Source records -
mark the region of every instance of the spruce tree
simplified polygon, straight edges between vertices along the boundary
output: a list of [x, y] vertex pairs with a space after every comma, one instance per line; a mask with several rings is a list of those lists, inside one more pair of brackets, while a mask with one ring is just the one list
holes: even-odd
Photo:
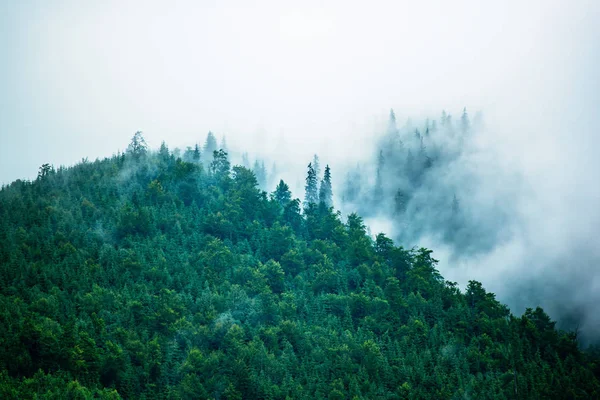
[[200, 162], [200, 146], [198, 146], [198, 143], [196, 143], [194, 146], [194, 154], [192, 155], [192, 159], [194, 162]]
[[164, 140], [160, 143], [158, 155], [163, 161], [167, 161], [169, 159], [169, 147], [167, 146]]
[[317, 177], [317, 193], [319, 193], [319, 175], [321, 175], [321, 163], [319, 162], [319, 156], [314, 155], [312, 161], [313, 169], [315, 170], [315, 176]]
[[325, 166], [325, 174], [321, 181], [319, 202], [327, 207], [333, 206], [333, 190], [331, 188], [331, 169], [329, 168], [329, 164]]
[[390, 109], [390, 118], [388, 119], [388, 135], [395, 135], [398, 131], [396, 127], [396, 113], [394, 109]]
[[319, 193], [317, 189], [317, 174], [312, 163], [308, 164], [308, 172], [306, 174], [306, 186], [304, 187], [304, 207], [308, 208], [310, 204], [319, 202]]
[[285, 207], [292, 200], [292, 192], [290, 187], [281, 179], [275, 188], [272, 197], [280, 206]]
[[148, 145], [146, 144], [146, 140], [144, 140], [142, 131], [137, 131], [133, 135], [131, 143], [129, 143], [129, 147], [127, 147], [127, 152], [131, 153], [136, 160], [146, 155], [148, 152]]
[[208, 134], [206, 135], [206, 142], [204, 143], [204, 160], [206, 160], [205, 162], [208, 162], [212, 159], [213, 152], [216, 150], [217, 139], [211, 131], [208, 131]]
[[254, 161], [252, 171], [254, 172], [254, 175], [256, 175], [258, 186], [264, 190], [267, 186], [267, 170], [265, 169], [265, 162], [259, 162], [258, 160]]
* * *
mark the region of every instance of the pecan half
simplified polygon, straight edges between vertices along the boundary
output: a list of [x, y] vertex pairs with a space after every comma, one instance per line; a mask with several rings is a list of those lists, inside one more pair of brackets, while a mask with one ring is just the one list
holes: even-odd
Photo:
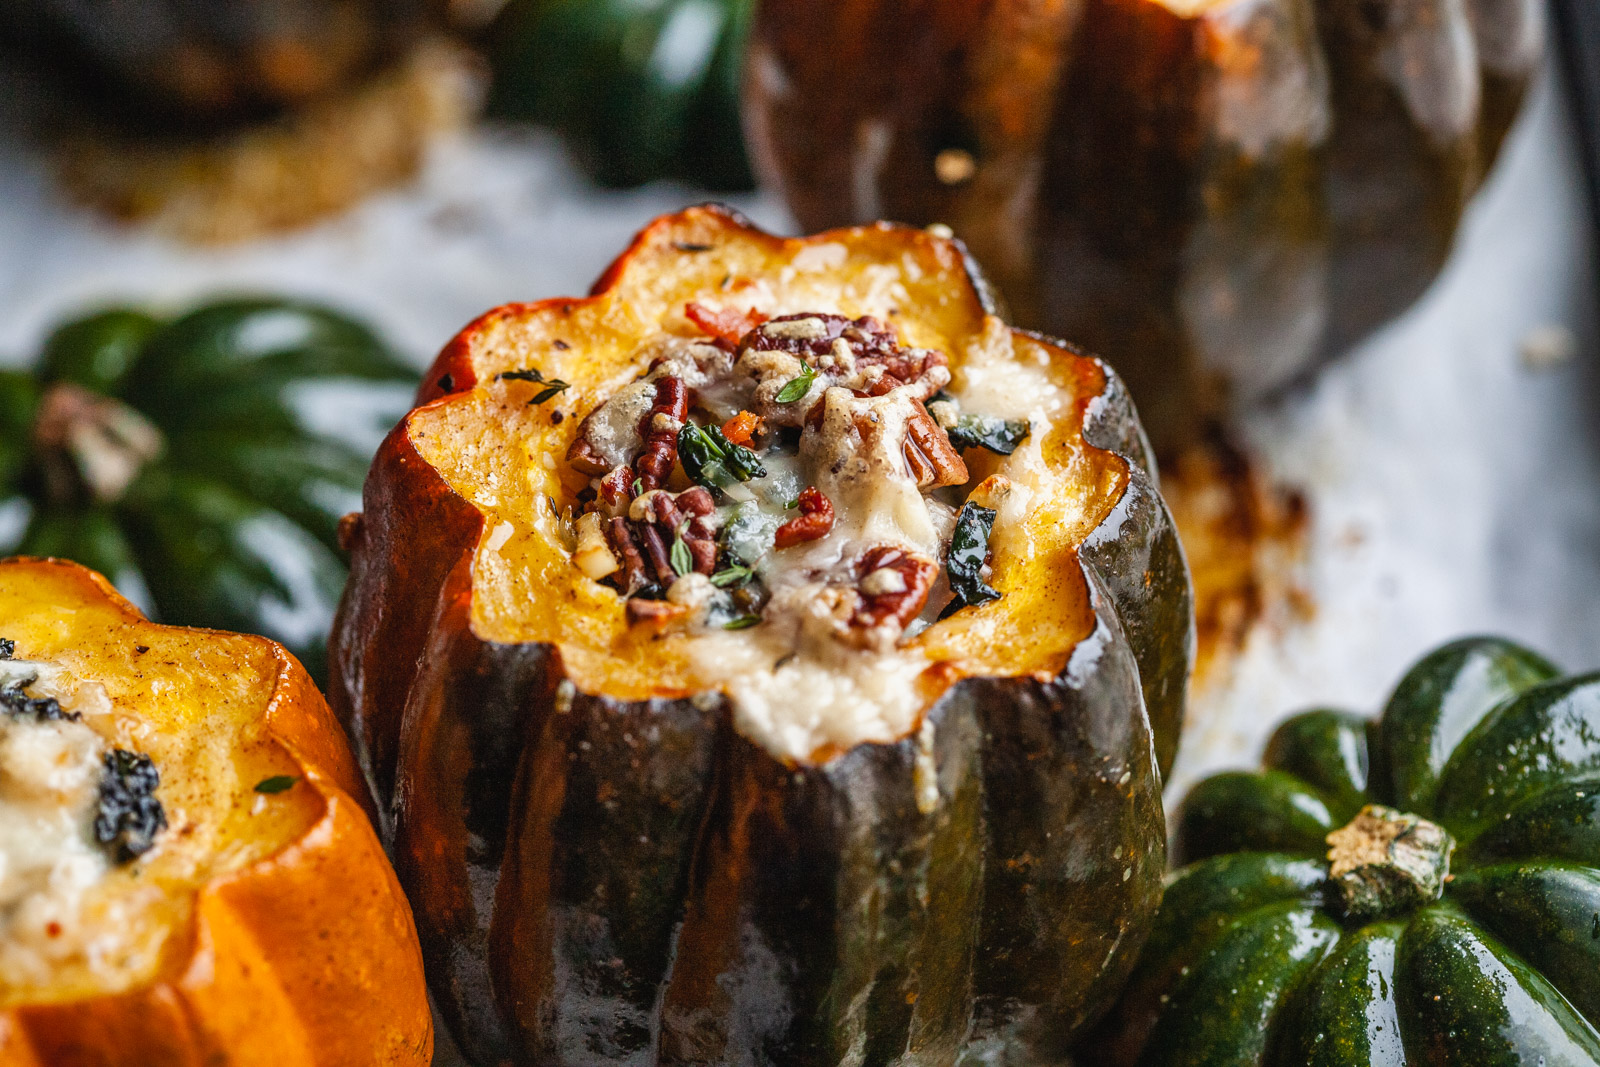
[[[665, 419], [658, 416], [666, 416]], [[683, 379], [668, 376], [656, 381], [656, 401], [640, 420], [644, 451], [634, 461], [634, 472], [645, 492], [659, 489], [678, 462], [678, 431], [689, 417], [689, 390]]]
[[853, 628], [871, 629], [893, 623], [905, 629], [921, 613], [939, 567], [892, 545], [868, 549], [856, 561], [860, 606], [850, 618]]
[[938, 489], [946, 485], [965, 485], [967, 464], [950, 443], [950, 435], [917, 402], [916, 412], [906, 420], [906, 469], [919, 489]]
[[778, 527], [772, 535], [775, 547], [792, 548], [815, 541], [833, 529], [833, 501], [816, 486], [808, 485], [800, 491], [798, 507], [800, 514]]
==
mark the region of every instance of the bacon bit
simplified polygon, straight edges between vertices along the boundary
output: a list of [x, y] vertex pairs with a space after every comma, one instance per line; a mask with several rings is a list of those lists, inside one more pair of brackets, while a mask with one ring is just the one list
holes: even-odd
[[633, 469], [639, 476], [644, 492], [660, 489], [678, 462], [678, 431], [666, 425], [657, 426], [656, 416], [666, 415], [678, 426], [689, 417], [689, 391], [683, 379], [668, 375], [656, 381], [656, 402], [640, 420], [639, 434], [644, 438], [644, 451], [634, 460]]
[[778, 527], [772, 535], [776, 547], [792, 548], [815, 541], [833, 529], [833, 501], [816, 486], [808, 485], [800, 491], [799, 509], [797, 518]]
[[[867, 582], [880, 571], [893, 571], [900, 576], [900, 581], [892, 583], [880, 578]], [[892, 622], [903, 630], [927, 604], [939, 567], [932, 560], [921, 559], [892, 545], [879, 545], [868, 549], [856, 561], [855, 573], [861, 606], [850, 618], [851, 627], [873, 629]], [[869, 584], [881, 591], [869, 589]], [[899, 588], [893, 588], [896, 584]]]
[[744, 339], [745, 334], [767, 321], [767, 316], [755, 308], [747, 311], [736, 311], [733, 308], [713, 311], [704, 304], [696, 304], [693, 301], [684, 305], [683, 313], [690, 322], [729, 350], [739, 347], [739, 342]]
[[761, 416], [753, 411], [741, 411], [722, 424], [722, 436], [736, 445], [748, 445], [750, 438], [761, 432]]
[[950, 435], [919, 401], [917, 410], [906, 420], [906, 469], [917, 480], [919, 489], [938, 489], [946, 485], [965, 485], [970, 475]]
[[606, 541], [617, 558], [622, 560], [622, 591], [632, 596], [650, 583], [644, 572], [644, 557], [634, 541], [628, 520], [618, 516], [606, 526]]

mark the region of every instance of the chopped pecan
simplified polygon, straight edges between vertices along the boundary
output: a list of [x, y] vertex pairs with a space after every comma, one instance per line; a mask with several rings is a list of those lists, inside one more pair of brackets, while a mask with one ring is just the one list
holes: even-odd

Problem to work on -
Whenever a line in the data holds "mark", copy that line.

Output for this exercise -
mark the region of every instance of the spruce tree
mark the region of every instance of the pecan half
mark the region of every instance of the bacon bit
mark the region of every instance of the chopped pecan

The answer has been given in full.